__Objetivo da tarefa__
Reproduza na íntegra, sem nenhuma alteração, o texto sobre comer compulsivamente.

__Texto do documento__

--

Comer compulsivamente para sobreviver psiquicamente?
- por Michele Birck
- 15 de ago. de 2019
- 3 min de leitura
Logo ao nascer, o bebê não possui recursos suficientes para escoar a energia pulsional, pois ele ainda não possui representações para drenar o afluxo energético. Por isso, a figura materna deve exercer para o bebê a tarefa para-excitação a qual, em termos simples, significa fornecer ao bebê palavras, significantes, representações para que ele possa investir a energia pulsional e se libertar do poder ameaçador que ela tem. Porém, nem todo indivíduo conta com um sistema [pai e mãe, em geral] que funcione adequadamente. E, dessa forma, quando o bebê não conta com essa função de para-excitação, ele se sente repetidamente angustiado.
Em tais casos, a única saída que resta para o bebê se constituir minimamente é se cegar diante da pulsão, o que McDougall (2013) chamou de ejetar o afeto do psiquismo ou desafetação. A pulsão continua presente, mas o indivíduo passa a viver como se ela não existisse, de modo que ele utiliza dela apenas o mínimo suficiente para se manter vivo, mas sem fazer dela uso libidinal algum, concebendo-a como potencialmente aniquiladora. É como se um afeto um pouco mais intenso fosse sentido como semelhante à situação de desespero que viveram quando bebês.
Então o indivíduo quando adulto utiliza a mesma defesa de quando era bebê: ejeta do psiquismo o afeto, tornando-se desafetado. A desafetação leva o indivíduo a encontrar nos atos [e não no trabalho mental, ou seja, na reflexão do que está sentindo] a única possibilidade de escoamento das tensões.

--

__Trecho dos dados__

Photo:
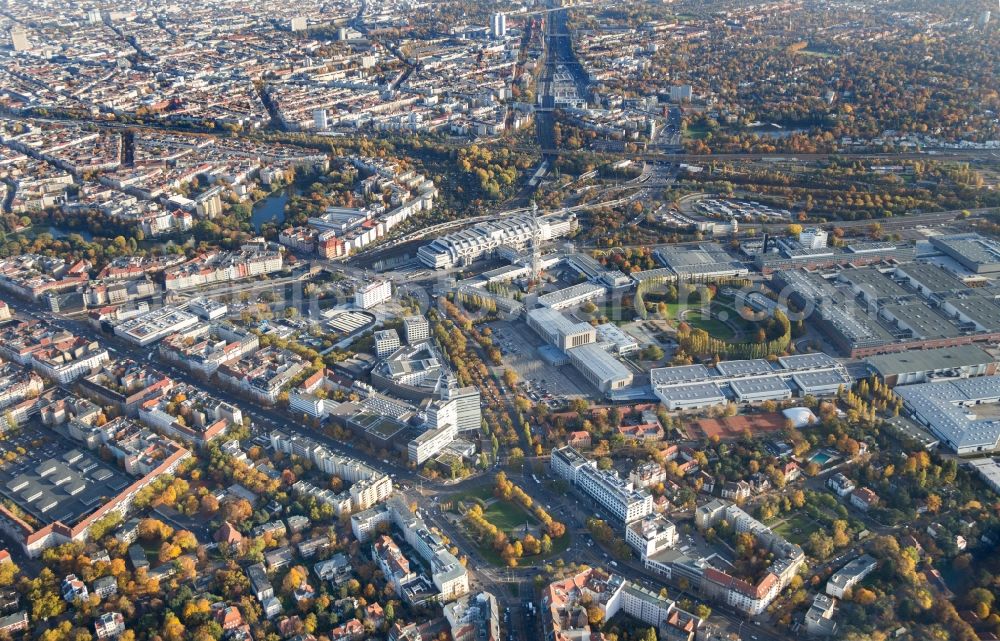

--

__Resultado da tarefa__
Comer compulsivamente para sobreviver psiquicamente?
- por Michele Birck
- 15 de ago. de 2019
- 3 min de leitura
Logo ao nascer, o bebê não possui recursos suficientes para escoar a energia pulsional, pois ele ainda não possui representações para drenar o afluxo energético. Por isso, a figura materna deve exercer para o bebê a tarefa para-excitação a qual, em termos simples, significa fornecer ao bebê palavras, significantes, representações para que ele possa investir a energia pulsional e se libertar do poder ameaçador que ela tem. Porém, nem todo indivíduo conta com um sistema [pai e mãe, em geral] que funcione adequadamente. E, dessa forma, quando o bebê não conta com essa função de para-excitação, ele se sente repetidamente angustiado.
Em tais casos, a única saída que resta para o bebê se constituir minimamente é se cegar diante da pulsão, o que McDougall (2013) chamou de ejetar o afeto do psiquismo ou desafetação. A pulsão continua presente, mas o indivíduo passa a viver como se ela não existisse, de modo que ele utiliza dela apenas o mínimo suficiente para se manter vivo, mas sem fazer dela uso libidinal algum, concebendo-a como potencialmente aniquiladora. É como se um afeto um pouco mais intenso fosse sentido como semelhante à situação de desespero que viveram quando bebês.
Então o indivíduo quando adulto utiliza a mesma defesa de quando era bebê: ejeta do psiquismo o afeto, tornando-se desafetado. A desafetação leva o indivíduo a encontrar nos atos [e não no trabalho mental, ou seja, na reflexão do que está sentindo] a única possibilidade de escoamento das tensões.